WHAT IS NEEDED: Using the forum thread below, explain in one to three sentences why the quoted Dreamwidth co-founder says disagreement on Twitter tends to become performative.

## start TEXT SECTION

Theory re User Experience's Impact on Human Interactions
August 11, 2017 11:09 AM   Subscribe

I'm curious how various social media platform's feature sets contribute to how users communicate. I want to learn how structural decisions create different cultural experiences. What search terms do I use to find the theory in this area? Is it in computer science? Is this what community managers talk about over drinks?

I'm not looking for more info about Twitter, per se, but these two Twitter examples are the sort of insights I want to learn about

ntk right here this week on the blue
Like many platforms, Twitter's problem is with internal incentives, not some sort of political stance. Their metrics are driven by "engagement", and harassment looks like engagement under those metrics.
Dreamwidth's co-founder, Denise Paolucci, ruminates at her site
Twitter-style harassment is almost entirely down to the fact that it's a many-to-one relationship, not a one-to-many relationship the way DW is.

You make one tweet; many people can yell at you (and encourage others to yell at you). This tends to make disagreement performative: at least part of the reason why the level of discourse is so often awful on Twitter is because it's so easy to perform disagreement loudly to all your readers (who then go and perform their own disagreement) in such a way that the person you're disagreeing with is almost guaranteed to see every last tweet.
posted by Jesse the K to Computers & Internet (8 answers total) 22 users marked this as a favorite
 
I believe the word you want to google is "affordances."
posted by praemunire at 11:10 AM on August 11, 2017 [2 favorites]


You could look for work by danah boyd relating to this -- social networking is her area of focus.
posted by chesty_a_arthur at 11:16 AM on August 11, 2017 [2 favorites]


This is totally what community managers talk about over drinks, although I haven't seen any good essays on the topic. (Although I need to put writing one on my to-do list...) You might do better looking for essays on specific features - upvoting, for example, has had considerable discussion in the past (I think cortex has actually written very cogently on it here at Metafilter, if I remember correctly) and this discussion at Makinglight is about an article about community feedback and upvoting. (Makinglight is a place where community managers tend to talk shop, but it's not easily searchable - worth plugging it into google with some relevant terms, though! Don't skip the comments.)

## end TEXT SECTION
## start RECORDS

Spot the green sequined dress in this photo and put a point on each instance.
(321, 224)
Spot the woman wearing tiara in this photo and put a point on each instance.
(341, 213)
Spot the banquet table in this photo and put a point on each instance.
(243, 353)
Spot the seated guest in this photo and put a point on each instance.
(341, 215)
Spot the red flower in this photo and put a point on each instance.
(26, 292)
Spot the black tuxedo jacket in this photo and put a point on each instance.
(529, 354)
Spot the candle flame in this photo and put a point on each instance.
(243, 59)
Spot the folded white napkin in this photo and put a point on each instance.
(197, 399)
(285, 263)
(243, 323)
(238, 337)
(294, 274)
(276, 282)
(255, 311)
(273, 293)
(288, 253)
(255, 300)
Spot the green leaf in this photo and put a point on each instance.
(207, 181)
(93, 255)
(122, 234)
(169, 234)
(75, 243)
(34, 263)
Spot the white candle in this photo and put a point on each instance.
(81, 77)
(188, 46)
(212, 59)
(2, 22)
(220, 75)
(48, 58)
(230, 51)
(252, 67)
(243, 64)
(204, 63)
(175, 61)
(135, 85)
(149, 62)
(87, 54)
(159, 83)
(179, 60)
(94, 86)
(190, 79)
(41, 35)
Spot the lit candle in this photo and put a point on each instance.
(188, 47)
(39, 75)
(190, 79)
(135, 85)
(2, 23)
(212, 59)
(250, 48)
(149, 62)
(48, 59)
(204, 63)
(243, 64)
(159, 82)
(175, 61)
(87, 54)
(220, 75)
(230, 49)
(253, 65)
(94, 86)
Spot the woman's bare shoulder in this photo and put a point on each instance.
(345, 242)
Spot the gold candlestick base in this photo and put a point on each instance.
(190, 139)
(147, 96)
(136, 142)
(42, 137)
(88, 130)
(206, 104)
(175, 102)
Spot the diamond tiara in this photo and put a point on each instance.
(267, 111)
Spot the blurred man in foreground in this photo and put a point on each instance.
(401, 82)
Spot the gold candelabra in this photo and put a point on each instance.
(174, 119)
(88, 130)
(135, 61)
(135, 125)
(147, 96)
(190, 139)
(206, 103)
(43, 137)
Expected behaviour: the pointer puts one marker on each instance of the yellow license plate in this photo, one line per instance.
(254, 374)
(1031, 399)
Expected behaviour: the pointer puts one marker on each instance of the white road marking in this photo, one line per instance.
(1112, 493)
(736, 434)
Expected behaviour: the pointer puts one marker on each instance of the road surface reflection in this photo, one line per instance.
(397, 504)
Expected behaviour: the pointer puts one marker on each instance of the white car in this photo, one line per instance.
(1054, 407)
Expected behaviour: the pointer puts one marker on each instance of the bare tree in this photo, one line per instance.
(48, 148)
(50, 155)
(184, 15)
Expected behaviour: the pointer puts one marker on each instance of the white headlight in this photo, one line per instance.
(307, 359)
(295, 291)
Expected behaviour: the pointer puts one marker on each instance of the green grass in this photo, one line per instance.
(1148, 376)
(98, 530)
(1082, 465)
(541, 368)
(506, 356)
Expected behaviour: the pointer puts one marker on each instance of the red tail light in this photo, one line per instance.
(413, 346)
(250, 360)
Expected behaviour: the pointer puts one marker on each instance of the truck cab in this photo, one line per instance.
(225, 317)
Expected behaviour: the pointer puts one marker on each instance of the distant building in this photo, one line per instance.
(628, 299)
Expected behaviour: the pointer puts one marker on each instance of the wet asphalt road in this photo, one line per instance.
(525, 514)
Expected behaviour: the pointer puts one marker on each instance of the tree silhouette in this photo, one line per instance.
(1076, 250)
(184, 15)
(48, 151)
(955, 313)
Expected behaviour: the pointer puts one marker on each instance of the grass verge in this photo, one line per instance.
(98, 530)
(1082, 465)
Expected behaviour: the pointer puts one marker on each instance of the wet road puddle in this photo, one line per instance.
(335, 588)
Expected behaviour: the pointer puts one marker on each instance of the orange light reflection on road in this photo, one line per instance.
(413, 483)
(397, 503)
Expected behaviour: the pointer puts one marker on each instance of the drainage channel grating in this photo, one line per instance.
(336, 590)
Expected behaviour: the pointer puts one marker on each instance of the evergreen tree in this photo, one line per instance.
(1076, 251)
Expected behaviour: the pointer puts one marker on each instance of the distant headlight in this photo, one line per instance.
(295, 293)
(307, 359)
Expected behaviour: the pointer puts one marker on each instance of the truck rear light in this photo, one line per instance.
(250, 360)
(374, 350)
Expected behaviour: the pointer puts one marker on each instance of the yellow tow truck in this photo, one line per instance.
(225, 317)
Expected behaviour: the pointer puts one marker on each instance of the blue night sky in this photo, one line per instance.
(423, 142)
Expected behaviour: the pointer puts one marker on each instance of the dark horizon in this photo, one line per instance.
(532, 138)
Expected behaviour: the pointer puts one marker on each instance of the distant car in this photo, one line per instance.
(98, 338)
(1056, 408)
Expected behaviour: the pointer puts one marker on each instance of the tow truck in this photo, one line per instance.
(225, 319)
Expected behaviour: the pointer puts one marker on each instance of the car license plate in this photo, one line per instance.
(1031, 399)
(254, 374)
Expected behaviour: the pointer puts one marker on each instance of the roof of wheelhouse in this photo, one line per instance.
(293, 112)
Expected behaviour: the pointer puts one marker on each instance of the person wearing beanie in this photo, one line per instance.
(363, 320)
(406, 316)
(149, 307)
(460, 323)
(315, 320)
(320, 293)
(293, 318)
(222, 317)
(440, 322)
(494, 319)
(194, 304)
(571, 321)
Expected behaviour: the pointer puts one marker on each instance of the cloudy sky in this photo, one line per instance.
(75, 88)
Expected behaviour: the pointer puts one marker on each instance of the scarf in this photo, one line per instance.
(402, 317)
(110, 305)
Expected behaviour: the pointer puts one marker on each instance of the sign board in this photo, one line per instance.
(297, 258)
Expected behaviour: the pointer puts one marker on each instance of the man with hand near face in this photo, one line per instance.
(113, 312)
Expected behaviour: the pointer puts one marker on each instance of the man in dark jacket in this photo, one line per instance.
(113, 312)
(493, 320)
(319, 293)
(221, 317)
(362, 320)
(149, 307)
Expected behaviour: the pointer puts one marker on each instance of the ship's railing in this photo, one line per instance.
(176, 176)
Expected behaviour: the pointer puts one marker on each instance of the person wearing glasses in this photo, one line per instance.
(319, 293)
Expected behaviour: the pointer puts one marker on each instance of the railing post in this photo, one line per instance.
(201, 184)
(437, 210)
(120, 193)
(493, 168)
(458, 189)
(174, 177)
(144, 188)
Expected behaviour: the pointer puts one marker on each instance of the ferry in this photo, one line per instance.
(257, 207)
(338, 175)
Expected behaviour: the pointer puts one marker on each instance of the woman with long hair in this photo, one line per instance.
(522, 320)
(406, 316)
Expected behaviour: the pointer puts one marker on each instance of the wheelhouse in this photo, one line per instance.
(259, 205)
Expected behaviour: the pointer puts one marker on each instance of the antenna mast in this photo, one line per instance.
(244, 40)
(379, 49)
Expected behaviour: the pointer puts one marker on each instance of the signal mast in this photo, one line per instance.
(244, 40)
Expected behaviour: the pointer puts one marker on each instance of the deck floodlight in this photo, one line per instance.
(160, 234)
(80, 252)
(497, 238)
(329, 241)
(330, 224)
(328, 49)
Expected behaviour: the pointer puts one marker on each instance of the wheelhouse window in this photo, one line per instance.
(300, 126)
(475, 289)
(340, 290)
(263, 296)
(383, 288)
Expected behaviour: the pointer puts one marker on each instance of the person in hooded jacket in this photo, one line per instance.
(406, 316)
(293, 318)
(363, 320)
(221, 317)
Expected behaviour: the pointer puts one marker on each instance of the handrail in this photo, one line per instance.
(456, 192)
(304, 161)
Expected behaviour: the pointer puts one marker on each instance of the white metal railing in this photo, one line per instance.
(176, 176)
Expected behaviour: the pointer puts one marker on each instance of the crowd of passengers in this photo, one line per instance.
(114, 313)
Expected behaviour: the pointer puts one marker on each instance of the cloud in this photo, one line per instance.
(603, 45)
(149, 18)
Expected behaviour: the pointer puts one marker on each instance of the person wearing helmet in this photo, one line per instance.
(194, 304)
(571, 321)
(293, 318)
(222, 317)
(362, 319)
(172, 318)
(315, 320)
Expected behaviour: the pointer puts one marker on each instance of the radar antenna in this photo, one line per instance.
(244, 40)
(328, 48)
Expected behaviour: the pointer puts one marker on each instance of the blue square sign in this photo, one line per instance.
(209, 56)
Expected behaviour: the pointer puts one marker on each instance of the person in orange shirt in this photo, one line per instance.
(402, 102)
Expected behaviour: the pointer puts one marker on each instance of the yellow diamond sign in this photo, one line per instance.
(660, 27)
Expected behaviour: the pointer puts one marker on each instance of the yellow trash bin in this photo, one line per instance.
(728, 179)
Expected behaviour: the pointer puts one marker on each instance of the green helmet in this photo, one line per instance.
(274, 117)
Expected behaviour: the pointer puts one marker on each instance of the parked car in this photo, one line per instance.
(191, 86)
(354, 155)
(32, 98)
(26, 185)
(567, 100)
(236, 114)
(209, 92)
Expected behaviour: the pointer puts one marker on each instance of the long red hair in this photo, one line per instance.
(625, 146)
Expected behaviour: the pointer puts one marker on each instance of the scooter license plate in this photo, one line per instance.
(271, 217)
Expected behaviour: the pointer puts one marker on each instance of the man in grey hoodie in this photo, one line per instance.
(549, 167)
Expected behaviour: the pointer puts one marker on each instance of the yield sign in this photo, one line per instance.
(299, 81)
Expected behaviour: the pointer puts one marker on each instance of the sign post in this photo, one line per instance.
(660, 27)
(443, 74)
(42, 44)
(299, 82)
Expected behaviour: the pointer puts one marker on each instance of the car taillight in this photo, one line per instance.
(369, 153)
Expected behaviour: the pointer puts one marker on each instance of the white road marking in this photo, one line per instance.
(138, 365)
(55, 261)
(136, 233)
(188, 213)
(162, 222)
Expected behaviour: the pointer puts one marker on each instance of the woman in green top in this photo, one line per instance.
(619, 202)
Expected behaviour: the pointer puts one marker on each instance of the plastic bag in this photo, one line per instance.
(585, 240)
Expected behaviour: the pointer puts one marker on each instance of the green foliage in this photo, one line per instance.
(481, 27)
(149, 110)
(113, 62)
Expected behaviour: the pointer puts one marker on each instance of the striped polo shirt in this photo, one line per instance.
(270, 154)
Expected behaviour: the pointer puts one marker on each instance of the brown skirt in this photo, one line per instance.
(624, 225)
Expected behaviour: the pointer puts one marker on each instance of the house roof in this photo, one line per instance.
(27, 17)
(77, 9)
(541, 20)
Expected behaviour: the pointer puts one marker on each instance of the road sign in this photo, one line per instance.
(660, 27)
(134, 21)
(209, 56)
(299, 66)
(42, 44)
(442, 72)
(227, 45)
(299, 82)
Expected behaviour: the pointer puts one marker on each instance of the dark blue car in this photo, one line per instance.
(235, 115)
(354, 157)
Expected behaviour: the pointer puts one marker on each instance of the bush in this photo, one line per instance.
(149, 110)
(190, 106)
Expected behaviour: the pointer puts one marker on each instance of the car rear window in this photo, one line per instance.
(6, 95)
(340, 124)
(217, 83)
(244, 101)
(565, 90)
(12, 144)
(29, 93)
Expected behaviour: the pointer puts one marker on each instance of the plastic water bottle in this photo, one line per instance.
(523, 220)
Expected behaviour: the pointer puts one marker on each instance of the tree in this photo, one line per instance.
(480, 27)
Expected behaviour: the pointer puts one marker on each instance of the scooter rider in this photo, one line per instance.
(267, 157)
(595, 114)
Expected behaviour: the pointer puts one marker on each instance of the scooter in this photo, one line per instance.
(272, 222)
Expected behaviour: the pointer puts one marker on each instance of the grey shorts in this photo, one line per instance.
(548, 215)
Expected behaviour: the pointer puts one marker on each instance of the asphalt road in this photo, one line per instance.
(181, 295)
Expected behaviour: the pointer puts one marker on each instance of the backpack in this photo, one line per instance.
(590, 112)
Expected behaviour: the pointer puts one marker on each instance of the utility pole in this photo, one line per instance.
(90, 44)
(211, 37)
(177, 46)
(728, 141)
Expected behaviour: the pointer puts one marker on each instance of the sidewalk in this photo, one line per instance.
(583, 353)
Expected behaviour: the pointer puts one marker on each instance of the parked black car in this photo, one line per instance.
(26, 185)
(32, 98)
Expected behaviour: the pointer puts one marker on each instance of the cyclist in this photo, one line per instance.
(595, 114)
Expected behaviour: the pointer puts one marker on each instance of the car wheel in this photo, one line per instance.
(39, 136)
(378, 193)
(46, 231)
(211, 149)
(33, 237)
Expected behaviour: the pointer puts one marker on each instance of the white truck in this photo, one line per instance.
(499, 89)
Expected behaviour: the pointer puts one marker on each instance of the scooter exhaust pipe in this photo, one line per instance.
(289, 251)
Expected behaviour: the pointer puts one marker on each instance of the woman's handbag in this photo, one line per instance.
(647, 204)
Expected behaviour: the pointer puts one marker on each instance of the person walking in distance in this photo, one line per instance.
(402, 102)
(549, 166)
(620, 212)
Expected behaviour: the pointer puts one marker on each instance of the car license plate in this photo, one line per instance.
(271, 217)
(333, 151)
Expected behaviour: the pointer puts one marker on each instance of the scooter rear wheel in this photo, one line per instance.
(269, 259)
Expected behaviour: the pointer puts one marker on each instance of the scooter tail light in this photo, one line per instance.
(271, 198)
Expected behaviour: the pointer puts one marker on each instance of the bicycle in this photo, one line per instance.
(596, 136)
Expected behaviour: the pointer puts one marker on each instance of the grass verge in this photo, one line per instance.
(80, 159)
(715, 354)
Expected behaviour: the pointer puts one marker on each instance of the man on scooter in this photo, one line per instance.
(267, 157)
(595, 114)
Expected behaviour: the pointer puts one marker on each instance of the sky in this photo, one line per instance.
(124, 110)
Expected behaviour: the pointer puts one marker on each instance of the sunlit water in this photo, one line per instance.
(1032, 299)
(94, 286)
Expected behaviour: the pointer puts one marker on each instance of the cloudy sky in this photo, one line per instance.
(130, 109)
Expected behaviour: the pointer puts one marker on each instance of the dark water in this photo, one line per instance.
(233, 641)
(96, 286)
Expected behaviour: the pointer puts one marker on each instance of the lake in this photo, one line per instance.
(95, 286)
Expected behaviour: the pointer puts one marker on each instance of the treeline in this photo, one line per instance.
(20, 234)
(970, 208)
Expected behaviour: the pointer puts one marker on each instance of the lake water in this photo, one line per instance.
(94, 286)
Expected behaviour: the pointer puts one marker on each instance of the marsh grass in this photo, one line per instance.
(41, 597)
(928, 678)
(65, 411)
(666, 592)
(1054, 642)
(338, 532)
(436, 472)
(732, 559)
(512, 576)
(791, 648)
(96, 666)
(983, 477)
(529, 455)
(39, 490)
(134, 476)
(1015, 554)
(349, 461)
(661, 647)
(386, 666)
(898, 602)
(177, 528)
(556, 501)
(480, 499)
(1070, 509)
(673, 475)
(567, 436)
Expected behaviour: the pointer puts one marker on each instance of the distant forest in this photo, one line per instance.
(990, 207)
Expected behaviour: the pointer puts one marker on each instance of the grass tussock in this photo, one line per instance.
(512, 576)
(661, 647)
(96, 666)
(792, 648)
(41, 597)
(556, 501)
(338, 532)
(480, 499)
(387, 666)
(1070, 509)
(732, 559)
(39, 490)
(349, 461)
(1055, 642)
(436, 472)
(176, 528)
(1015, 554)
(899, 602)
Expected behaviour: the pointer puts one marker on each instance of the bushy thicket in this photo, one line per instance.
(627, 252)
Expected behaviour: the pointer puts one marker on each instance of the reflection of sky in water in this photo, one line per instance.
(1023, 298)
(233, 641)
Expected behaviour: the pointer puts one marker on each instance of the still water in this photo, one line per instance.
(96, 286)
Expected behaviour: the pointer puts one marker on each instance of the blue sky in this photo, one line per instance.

## end RECORDS

RESULT: Twitter is a many-to-one relationship: someone makes one tweet, and many people can yell at them and encourage others to do the same. This makes it easy to perform disagreement loudly to all of one's readers, who then perform their own, and the person being disagreed with is almost guaranteed to see every last tweet.